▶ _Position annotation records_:
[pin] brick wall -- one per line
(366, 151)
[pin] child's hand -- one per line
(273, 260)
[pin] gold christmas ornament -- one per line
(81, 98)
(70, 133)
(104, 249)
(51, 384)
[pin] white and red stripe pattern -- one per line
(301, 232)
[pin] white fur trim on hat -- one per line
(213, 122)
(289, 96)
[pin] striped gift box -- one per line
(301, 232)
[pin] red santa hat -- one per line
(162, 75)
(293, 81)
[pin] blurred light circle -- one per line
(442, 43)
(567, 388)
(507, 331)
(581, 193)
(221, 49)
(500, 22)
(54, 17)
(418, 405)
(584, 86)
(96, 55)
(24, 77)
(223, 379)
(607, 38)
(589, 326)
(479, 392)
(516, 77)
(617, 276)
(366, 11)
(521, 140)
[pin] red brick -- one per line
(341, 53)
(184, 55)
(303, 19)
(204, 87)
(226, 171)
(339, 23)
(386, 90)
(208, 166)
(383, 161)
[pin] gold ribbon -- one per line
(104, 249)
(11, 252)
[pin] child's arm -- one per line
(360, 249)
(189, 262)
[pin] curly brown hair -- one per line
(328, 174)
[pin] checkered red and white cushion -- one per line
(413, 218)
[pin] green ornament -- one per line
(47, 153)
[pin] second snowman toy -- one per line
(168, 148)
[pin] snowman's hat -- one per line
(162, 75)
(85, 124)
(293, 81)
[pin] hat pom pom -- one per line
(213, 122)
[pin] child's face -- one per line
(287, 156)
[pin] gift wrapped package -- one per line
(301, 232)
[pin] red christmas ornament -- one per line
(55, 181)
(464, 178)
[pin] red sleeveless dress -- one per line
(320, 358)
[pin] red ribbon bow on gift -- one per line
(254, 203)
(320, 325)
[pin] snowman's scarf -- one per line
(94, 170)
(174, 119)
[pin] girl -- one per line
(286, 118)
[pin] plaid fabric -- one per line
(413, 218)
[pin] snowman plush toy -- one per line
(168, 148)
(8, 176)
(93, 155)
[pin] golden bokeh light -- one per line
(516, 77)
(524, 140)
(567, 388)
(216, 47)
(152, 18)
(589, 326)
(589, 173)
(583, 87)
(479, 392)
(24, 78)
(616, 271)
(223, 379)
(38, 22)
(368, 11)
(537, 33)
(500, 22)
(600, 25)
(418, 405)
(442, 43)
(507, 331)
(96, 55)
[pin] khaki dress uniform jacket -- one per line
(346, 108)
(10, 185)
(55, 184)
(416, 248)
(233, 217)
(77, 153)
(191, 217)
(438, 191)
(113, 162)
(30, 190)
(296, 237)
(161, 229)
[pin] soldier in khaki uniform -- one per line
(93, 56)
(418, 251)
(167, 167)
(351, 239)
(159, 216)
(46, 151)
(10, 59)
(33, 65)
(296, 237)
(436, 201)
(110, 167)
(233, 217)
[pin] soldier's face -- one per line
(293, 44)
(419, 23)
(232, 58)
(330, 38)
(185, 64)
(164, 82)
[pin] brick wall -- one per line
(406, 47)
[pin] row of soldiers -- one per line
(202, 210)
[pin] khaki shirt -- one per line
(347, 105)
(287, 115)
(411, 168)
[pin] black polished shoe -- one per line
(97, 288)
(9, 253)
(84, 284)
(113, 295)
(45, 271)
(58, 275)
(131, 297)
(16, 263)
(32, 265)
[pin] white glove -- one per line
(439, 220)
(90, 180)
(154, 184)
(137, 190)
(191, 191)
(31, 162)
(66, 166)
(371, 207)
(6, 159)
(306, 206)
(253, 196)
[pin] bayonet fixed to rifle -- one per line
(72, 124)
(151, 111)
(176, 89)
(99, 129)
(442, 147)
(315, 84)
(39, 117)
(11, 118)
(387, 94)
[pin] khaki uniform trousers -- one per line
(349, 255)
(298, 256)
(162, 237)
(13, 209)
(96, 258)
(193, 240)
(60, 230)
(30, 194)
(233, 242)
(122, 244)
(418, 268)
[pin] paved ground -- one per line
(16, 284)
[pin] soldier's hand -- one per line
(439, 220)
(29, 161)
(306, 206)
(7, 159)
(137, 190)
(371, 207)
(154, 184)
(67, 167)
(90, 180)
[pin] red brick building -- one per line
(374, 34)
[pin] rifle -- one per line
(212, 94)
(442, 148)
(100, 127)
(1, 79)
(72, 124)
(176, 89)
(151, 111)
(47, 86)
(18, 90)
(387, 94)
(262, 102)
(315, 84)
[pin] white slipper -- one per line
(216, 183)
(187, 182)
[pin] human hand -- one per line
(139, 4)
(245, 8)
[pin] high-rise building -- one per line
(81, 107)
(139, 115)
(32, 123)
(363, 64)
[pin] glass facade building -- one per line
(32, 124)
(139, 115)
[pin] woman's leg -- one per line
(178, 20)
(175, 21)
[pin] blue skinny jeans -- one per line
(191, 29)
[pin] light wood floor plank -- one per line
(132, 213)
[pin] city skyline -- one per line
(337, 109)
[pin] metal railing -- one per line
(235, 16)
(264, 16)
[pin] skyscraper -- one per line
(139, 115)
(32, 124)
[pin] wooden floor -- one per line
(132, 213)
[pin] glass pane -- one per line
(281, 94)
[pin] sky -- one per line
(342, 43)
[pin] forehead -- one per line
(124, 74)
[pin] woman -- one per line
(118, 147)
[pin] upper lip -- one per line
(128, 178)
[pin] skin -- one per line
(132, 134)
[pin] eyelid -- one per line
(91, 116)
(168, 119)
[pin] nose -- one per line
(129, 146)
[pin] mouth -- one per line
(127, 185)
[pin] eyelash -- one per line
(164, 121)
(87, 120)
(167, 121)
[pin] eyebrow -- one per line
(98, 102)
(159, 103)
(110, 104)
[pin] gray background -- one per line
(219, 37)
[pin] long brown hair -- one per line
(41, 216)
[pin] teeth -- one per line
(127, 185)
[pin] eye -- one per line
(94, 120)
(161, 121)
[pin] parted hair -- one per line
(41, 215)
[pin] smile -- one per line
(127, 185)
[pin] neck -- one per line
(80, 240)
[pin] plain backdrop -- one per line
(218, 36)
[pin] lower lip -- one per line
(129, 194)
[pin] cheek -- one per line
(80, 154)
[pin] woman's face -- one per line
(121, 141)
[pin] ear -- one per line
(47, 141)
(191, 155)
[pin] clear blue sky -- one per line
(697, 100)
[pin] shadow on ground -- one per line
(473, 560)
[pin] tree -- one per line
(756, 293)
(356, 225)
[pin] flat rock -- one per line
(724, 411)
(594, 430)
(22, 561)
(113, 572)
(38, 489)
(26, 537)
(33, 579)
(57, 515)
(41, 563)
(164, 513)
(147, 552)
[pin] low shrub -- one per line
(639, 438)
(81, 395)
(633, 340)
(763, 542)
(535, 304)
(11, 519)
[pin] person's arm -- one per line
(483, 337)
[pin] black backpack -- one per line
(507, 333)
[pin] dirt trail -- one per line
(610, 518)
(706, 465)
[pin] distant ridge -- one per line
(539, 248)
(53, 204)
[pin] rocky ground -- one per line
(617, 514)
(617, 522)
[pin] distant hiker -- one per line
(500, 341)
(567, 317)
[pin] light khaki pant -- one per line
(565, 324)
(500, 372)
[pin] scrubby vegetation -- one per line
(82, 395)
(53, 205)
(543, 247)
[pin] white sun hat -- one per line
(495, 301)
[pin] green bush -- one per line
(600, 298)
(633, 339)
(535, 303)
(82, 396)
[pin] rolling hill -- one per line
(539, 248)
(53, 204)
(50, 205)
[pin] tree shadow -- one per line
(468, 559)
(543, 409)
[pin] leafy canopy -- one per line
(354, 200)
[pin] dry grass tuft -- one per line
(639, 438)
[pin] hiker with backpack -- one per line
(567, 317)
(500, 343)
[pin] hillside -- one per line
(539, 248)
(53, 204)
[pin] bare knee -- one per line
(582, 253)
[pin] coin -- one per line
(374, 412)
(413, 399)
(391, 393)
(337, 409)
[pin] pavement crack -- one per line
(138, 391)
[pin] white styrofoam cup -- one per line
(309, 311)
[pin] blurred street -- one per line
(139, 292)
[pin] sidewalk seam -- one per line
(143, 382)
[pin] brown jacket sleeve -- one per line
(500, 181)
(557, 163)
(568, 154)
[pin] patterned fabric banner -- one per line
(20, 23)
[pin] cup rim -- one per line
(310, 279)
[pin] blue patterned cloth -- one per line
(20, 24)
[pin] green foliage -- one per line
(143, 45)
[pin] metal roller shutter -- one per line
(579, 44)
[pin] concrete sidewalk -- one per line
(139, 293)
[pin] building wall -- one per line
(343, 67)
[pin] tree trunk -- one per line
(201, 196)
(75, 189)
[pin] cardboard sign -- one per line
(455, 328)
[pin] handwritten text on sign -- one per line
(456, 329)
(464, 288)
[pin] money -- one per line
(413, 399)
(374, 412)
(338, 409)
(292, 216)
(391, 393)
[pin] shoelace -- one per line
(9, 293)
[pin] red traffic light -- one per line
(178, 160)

---

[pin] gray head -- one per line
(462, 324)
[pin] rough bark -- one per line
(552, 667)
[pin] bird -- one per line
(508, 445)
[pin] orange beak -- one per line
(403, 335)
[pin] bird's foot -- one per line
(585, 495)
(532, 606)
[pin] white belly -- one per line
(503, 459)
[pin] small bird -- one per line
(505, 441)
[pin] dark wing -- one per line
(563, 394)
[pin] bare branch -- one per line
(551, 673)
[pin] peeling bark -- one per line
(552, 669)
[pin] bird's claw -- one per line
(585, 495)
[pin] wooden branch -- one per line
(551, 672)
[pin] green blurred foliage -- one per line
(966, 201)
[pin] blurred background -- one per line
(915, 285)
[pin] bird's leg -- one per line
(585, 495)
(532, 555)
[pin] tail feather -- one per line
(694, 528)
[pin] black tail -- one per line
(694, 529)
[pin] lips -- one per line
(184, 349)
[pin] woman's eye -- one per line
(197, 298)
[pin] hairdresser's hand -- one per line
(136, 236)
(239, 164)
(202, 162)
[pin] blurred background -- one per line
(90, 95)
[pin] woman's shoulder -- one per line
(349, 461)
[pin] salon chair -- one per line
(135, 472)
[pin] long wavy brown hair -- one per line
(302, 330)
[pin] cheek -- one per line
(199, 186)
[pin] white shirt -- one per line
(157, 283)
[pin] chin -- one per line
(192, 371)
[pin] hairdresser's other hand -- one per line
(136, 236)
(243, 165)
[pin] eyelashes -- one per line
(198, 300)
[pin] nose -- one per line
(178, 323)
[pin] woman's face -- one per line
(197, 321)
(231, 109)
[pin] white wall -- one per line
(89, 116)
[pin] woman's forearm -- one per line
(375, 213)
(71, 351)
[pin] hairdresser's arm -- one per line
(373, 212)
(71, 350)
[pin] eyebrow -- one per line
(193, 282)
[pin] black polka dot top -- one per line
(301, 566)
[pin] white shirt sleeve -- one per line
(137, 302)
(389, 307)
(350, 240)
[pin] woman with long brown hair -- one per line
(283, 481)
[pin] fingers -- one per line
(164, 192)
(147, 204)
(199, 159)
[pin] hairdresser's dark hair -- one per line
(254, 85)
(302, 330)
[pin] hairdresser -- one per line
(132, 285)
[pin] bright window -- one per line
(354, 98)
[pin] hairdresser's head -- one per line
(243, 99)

▶ _THE EXERCISE_: Count the lines in the records above that contain the string "blurred", treating case as significant, and give only the number.

▶ _RESULT OF THE TASK_: 5